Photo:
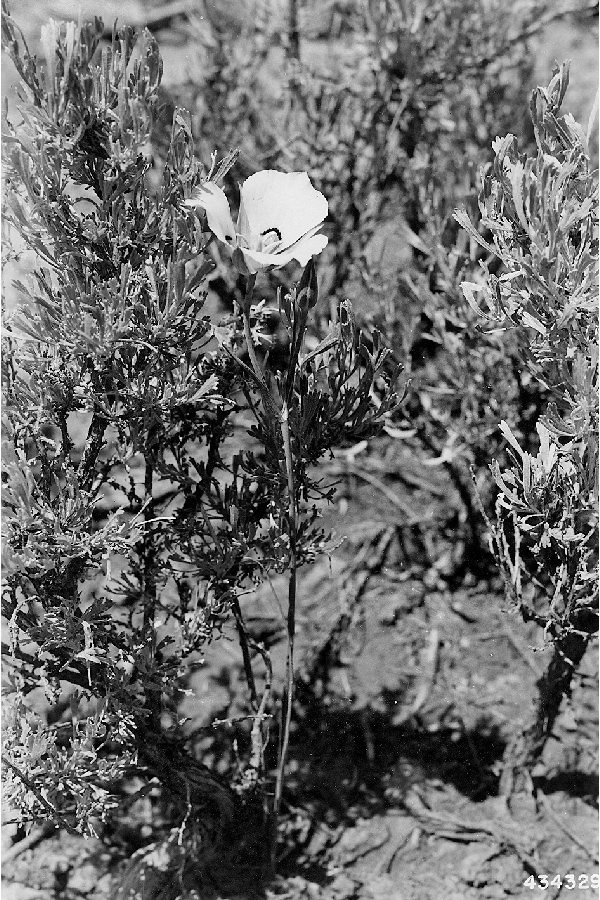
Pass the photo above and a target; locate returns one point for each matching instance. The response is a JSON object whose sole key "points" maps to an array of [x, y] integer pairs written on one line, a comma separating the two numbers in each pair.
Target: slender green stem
{"points": [[292, 583], [247, 330]]}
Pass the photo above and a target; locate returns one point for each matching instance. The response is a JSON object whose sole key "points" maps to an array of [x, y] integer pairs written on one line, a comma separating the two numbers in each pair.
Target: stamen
{"points": [[270, 239], [271, 230]]}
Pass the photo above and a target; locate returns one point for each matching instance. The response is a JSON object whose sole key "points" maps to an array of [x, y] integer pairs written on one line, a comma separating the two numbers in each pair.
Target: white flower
{"points": [[280, 215]]}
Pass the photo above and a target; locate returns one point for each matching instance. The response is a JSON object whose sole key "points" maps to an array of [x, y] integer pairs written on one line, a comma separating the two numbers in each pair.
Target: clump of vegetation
{"points": [[541, 211], [152, 475]]}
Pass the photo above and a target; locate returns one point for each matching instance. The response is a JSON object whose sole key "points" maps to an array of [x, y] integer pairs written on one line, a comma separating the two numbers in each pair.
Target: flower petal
{"points": [[301, 251], [211, 198], [285, 202]]}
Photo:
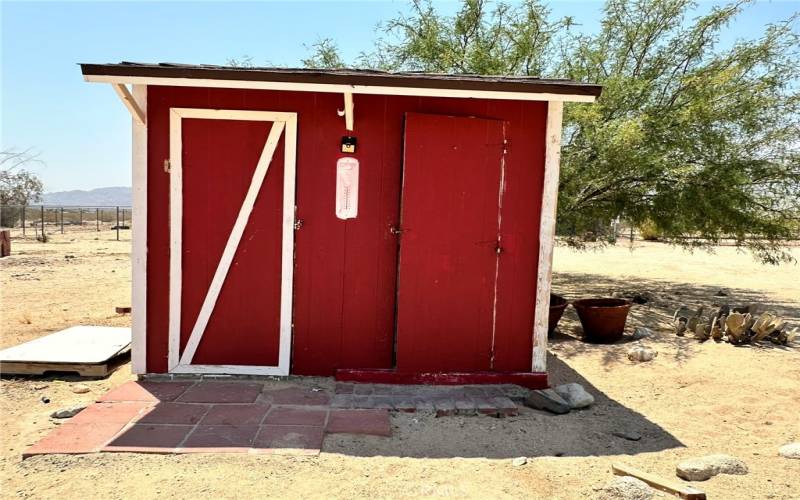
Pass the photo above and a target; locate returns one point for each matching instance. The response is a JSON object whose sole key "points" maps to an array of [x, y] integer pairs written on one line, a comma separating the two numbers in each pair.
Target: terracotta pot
{"points": [[557, 306], [603, 320]]}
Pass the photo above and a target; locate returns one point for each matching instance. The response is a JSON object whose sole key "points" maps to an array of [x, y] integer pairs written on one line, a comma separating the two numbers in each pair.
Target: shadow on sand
{"points": [[533, 433]]}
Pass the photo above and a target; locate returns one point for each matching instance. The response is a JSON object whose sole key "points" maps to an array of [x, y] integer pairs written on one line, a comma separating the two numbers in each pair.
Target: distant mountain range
{"points": [[100, 197]]}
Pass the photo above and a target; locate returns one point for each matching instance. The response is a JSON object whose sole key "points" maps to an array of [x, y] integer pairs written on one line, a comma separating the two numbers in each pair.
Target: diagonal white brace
{"points": [[233, 243], [131, 103]]}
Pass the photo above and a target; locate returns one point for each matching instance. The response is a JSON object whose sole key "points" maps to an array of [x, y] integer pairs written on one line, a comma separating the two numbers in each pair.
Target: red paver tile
{"points": [[296, 416], [373, 422], [174, 413], [221, 392], [212, 438], [119, 412], [147, 391], [150, 438], [289, 439], [236, 414], [297, 396], [75, 438]]}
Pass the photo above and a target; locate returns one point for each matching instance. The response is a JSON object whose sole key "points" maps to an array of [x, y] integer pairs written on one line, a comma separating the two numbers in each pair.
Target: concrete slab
{"points": [[82, 349]]}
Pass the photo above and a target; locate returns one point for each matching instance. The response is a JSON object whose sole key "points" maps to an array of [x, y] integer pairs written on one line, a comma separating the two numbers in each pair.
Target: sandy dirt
{"points": [[693, 399]]}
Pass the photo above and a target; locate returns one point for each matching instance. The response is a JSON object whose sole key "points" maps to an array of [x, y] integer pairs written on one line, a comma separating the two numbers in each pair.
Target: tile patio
{"points": [[253, 417]]}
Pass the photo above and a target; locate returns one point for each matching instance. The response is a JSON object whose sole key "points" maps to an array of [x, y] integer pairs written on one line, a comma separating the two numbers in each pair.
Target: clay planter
{"points": [[557, 306], [603, 320]]}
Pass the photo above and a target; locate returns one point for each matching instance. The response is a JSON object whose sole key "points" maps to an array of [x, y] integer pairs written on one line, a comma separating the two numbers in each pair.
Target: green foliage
{"points": [[649, 231], [700, 142], [18, 186]]}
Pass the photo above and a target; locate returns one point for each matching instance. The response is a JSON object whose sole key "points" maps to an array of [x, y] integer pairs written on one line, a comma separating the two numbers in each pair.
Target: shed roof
{"points": [[337, 80]]}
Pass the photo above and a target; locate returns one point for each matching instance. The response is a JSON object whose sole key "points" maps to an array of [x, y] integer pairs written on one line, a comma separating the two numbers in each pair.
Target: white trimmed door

++++++++++

| ACTIVITY |
Would you write out the material above in full, exactly as given, except for its pictures?

| WRITTEN REPLY |
Photo:
Pass the photo above and a target; locate returns one point for each matching instance. The response is a JSON object whose sole key "points" maps to an array of [x, y] integer pairs written on one line, a comma separating the two numbers in each pair.
Target: slender green stem
{"points": [[292, 583], [247, 330]]}
Pass the photo above and a target; locate returns one point for each matching instance. The response is a JSON object whose sole key "points" maps to an array of [x, y] integer pairs written on one line, a comma separating the two numbers in each pair.
Target: stamen
{"points": [[270, 239], [271, 230]]}
Pass the photo above and a target; locate returns one point for each matching instance. The response is a JSON object whose sole key "points" maps to an array of [x, y] integer pairs written on one line, a comma separating the two numbers in each pair.
Target: white flower
{"points": [[280, 215]]}
Pass the photo above and a target; locate returns one point for each matching instance. The response is a JSON object whose sole key "points" maps to an array of [x, y] integer pairs written on one line, a comma separating the two numbers in each pair.
Target: clump of vegetation
{"points": [[541, 211], [152, 475]]}
Pass the photo above and a target; locate returns one point for each matching instance. The response is a JSON object whose sole key "points" maps to an array of [x, y] integer pairs written on one line, a comma separating the two numbers in each pair.
Target: flower petal
{"points": [[301, 251], [211, 198], [285, 202]]}
Photo:
Pass the photo above and a target; locate returns one point for each matching instance. The response is a JSON object whose sole key "points" maps to an array of [x, y] integer pairs written on one line, a comma separating the two numbers in each pair.
Target: terracotta pot
{"points": [[557, 306], [603, 320]]}
Pass the photo above and a target; locate returns one point for each matching instance. The response is a JSON object whose sole key "points" maps to an array of [x, y] integer pairs written on one line, a comma separating the two numbers in each pair.
Target: shadow on sand
{"points": [[533, 433]]}
Pass the photo above and a target; locate returns one point for each matching instance. The response is a JSON object whose sole key "points" maps to an array of [x, y] integer pairs written on one line, a comma separating the two numbers in each pair.
Target: distant mountain range
{"points": [[100, 197]]}
Pass the photo above and a target; locate returns one point for each matching instance. The response is a JSON object whose sole key "points" maps to an array of [x, y] integer pairs written on one line, a comma separating the two numbers in each pair.
Target: diagonal white brace
{"points": [[233, 243], [131, 103]]}
Pass the photo above and a target; locate returns one point for each matching instance. The response is a JSON object whose sole key "points" maps to an array of [x, y] integer pairs written on one line, a comma separating the two numbers in each pair.
Target: red paver tile
{"points": [[296, 416], [373, 422], [174, 413], [221, 392], [212, 438], [119, 412], [147, 391], [150, 438], [289, 439], [236, 414], [297, 396], [75, 438]]}
Pass the photo above and a target; locate returns one point for each matching instance. The response is a JSON object whose sole key "points" maps to an array of [x, y] integer pairs written on one line, a comma separating the two numbers in each pair.
Target: concrete slab
{"points": [[82, 349]]}
Pass the photo above and a target; locate returns one point for each matching instance. The response is a JSON object whose sole key "points" maps to an array of [x, y] integer pairs written on one line, a comma separating the two numbers in each pair.
Target: sandy dirt
{"points": [[693, 399]]}
Pass the photo above and a target; locate returns one point for each matching instance. The response is a JSON object whose sole key "points" maps to an array of [x, y] integer pairs written on one line, a comma separating the two numbers in each pair.
Target: tile patio
{"points": [[253, 417]]}
Pass the photo above and a target; locate returns one point for each matching instance. The response is a JSON object whose sole key "points" maps to an array of [x, y] integer pairs written on one line, a comma separating the two numbers in each pair.
Target: clay planter
{"points": [[557, 306], [603, 320]]}
Pass the photo above and a target; locate returns one point for each matching instance. The response is a JSON object whose sole key "points" maps to an array of [x, y] integer pairs written on one line, a comma separating the two numbers in each pair.
Target: green foliage
{"points": [[649, 231], [700, 142], [18, 186]]}
Pass the photo above and a target; locate returns one point for each matching instance. The response is a JSON object whose sole key "points" maps to an array of [x, y] integer pairs written on one line, a comma separating the two numbers in each pair.
Target: shed roof
{"points": [[337, 80]]}
Pass the photo above and a target; locate returns one point for each matching instance. The response is a JSON object whose sole key "points" maps to an array of [x, y] integer pairs written on one line, a comma separating the two numbers in each pair.
Target: white trimmed door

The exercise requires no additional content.